* Items from a data source

——

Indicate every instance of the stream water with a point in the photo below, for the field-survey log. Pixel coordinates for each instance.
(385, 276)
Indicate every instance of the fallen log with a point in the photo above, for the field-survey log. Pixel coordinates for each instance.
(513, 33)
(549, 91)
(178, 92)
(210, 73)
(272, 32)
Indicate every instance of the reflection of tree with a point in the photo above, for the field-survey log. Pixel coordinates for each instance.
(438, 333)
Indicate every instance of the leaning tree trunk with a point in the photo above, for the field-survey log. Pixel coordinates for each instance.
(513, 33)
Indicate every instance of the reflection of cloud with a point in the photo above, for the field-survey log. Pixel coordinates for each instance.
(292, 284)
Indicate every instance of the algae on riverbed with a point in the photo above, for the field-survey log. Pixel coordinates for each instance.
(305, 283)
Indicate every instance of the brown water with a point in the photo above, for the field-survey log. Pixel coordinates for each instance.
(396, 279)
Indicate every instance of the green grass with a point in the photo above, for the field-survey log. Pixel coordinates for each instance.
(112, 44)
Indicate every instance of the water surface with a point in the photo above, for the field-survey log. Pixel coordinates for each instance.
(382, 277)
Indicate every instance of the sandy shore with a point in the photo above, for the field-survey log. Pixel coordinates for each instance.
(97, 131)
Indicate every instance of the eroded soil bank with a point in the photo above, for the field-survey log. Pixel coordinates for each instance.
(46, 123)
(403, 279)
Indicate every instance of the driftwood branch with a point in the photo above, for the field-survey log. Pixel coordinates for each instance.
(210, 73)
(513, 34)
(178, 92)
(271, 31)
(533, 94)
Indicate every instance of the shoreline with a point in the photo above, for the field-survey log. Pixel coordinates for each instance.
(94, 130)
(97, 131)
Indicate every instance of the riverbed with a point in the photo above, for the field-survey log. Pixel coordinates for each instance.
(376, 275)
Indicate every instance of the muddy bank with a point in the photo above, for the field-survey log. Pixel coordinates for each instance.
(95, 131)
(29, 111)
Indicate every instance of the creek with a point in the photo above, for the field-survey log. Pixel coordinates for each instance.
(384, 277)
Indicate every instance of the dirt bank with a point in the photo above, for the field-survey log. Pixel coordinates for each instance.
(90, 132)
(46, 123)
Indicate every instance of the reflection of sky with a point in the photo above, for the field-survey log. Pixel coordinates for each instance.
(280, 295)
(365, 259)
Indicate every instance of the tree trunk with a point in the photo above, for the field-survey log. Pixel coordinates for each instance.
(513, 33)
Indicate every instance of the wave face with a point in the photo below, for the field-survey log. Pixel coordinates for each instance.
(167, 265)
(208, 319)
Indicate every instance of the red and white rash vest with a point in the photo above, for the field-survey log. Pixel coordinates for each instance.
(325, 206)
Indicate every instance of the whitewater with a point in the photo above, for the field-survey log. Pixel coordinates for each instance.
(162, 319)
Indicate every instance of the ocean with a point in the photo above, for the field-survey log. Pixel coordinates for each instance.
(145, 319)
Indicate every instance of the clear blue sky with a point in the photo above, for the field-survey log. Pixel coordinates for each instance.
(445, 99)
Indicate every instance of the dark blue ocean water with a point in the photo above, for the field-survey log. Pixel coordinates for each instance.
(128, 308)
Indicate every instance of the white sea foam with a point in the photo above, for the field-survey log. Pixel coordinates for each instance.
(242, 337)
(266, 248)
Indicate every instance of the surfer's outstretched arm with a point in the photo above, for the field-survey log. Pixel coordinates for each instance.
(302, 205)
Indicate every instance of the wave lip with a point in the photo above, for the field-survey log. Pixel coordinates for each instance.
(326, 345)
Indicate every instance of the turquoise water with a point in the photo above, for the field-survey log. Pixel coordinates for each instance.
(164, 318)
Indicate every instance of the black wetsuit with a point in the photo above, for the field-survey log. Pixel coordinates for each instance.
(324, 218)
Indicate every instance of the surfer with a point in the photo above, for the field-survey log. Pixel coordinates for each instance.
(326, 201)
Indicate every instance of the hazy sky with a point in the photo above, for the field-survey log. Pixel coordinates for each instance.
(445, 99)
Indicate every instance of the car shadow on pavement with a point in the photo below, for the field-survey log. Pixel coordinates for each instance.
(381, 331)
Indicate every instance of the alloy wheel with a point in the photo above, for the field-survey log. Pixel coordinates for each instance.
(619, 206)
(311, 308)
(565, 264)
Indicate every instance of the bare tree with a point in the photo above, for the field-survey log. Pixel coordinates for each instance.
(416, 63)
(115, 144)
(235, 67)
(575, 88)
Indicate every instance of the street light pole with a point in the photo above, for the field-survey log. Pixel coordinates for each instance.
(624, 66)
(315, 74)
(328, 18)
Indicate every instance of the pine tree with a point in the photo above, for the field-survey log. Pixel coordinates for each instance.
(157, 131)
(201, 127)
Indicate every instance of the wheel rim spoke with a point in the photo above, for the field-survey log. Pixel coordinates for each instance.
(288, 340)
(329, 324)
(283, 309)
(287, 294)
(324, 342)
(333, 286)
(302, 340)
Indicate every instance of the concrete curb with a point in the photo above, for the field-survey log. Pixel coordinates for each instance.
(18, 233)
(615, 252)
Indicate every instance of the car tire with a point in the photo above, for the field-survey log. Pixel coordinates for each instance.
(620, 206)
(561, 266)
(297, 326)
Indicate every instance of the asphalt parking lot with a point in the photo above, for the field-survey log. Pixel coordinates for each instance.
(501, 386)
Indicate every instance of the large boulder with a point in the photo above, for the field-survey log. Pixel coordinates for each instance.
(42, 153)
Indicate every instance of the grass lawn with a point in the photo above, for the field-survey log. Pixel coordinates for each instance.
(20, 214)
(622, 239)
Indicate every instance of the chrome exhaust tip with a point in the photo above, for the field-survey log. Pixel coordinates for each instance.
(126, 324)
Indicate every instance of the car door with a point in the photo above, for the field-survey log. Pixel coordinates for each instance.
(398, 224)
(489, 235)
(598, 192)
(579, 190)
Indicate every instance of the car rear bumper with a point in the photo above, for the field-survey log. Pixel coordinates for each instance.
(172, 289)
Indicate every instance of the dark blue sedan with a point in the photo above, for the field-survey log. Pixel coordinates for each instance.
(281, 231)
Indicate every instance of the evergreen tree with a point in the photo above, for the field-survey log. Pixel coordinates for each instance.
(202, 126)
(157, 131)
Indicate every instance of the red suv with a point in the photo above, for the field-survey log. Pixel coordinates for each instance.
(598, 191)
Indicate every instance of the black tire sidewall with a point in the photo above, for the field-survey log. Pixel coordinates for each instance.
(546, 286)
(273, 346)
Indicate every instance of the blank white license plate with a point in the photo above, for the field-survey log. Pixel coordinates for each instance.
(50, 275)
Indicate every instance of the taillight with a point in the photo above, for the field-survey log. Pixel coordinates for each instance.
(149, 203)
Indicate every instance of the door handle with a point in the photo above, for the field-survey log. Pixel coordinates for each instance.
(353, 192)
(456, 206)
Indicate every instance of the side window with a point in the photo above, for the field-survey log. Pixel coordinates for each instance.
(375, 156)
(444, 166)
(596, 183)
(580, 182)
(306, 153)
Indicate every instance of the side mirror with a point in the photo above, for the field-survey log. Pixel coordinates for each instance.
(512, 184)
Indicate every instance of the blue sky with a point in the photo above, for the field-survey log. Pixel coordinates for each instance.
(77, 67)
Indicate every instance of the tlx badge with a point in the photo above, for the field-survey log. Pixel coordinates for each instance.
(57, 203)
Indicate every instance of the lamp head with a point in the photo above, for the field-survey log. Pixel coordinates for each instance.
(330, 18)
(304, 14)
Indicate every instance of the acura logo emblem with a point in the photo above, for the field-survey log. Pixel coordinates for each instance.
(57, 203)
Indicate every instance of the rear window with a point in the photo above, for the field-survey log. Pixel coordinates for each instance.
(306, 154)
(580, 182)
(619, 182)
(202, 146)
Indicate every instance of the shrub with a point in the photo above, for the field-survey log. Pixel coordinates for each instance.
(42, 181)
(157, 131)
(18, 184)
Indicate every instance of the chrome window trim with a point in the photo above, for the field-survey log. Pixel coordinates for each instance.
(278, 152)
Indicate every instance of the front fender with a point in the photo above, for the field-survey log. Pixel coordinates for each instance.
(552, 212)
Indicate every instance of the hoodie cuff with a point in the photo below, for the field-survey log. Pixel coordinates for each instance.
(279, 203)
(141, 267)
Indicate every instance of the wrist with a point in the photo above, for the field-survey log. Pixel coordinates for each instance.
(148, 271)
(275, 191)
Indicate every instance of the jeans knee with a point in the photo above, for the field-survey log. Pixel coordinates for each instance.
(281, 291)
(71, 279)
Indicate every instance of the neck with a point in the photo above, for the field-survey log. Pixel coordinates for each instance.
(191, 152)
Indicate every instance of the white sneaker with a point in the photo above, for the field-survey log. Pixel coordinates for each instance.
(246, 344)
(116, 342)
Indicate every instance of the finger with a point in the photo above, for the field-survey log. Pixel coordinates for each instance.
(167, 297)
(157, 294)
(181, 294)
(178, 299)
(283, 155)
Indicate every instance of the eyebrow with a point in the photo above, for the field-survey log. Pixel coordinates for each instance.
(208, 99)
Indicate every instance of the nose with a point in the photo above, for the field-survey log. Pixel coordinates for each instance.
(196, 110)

——

* WHAT YOU NEED TO DO
From the line that contains "Indicate every instance of the shrub" through the last line of the records above, copy every line exactly and leave out the rest.

* SOLUTION TO THIS PROBLEM
Indicate every instance of the shrub with a point in the photo above, for the field-survey log. Pixel coordinates for each instance.
(42, 181)
(157, 131)
(18, 184)
Indicate every instance of the chrome window trim with a point in the photo above, for the field-survey log. Pixel coordinates for each instance.
(278, 152)
Indicate every instance of the front fender with a point in the photo above, for the field-survey log. Pixel coordinates for each instance.
(552, 212)
Indicate every instance of the hoodie cuff with a point in the photo below, for the field-survey log. Pixel coordinates for each instance.
(279, 203)
(141, 267)
Indicate every instance of the wrist with a point in the photo above, for the field-survey log. Pixel coordinates for each instance.
(148, 271)
(275, 191)
Indicate every instance of the jeans knee with a point in the photo above, for the field-survey log. Pixel coordinates for each instance.
(281, 291)
(71, 279)
Indicate every instance of the neck with a point in the photo above, for the field-survey log. Pixel coordinates for each instance.
(191, 152)
Indicate every instance of the white sneaker with a point in the photo above, for the field-survey log. Pixel coordinates for each instance.
(246, 344)
(116, 342)
Indicate every instance of the finger with a point in the photo above, for the field-survey log. Pixel coordinates for each instance.
(167, 297)
(157, 294)
(181, 294)
(178, 299)
(283, 155)
Indicate every instance of the eyebrow with a point in the photo above, for the field-survey log. Pixel coordinates for each instance.
(208, 99)
Indicate every instance of the nose with a point in the photo above, for the field-survey log. Pixel coordinates for each instance.
(196, 110)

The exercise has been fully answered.